■ Selected passage:
==================================================
I couldn’t do the things I’d taken for granted like walk to the pub without being exhausted, I struggled to follow conversations once there were more than a couple of people talking especially when people spoke quickly. I didn’t look like myself in the mirror and couldn’t even wear my own clothes as none of them fitted. And all of that together as a combination was hard hitting indeed.
Fortunately I’ve got amazing friends, who were incredibly supportive and I joined, for the first time ever, a slimming club which helped me lose the weight while enjoying the foods and drinks I love.
It’s difficult because , I really don’t want to obsess about looking good.
What I wanted to feel – and what I was feeling in the middle of all of this – was delighted that I had been so fortunate that my cancer had been caught early, by chance. I’ve met a lot of women for whom the diagnosis has not been so good.
==================================================
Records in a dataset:

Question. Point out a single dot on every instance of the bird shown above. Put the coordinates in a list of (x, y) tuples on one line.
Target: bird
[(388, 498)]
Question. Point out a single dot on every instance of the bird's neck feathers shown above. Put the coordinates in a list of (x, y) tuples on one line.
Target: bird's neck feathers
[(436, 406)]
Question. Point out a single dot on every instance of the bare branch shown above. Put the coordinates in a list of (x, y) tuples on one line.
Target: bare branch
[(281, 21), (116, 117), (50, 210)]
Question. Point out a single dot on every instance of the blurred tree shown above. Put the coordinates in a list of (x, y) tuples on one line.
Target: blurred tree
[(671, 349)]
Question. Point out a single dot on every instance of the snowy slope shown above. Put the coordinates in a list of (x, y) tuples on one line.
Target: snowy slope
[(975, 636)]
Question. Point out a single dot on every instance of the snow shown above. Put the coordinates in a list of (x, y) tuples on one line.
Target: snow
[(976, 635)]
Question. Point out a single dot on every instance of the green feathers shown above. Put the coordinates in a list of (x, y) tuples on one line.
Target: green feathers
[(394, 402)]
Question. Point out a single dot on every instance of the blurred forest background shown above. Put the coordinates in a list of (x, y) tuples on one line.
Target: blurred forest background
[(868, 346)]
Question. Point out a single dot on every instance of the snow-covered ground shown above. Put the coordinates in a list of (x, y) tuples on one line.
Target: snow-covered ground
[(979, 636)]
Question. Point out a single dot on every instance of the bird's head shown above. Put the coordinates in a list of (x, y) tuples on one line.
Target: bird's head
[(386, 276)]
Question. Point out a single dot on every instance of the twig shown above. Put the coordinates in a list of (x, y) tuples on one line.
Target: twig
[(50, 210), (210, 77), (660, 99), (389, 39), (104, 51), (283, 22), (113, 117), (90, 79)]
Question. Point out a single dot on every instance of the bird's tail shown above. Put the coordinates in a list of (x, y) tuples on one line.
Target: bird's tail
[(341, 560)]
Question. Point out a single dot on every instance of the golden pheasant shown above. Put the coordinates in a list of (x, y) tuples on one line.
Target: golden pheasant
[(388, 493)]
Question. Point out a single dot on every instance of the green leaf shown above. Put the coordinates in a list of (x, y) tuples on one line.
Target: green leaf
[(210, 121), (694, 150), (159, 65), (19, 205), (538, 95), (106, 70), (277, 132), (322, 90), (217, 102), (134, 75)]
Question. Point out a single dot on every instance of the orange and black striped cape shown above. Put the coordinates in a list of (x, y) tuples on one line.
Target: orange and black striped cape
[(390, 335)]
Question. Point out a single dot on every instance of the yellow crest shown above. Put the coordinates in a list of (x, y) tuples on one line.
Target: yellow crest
==================================================
■ Activities:
1. In the personal account of life after a cancer diagnosis, what does the writer give as the reason for feeling delighted?
2. From the personal account of life after a cancer diagnosis, return the stretch from "I couldn’t do" through "about looking good.", copied word for word.

■ Expected outputs:
1. The writer felt delighted at having been fortunate that the cancer was caught early, by chance. The writer contrasts this with the many women they have met for whom the diagnosis has not been so good.

2.
I couldn’t do the things I’d taken for granted like walk to the pub without being exhausted, I struggled to follow conversations once there were more than a couple of people talking especially when people spoke quickly. I didn’t look like myself in the mirror and couldn’t even wear my own clothes as none of them fitted. And all of that together as a combination was hard hitting indeed.
Fortunately I’ve got amazing friends, who were incredibly supportive and I joined, for the first time ever, a slimming club which helped me lose the weight while enjoying the foods and drinks I love.
It’s difficult because , I really don’t want to obsess about looking good.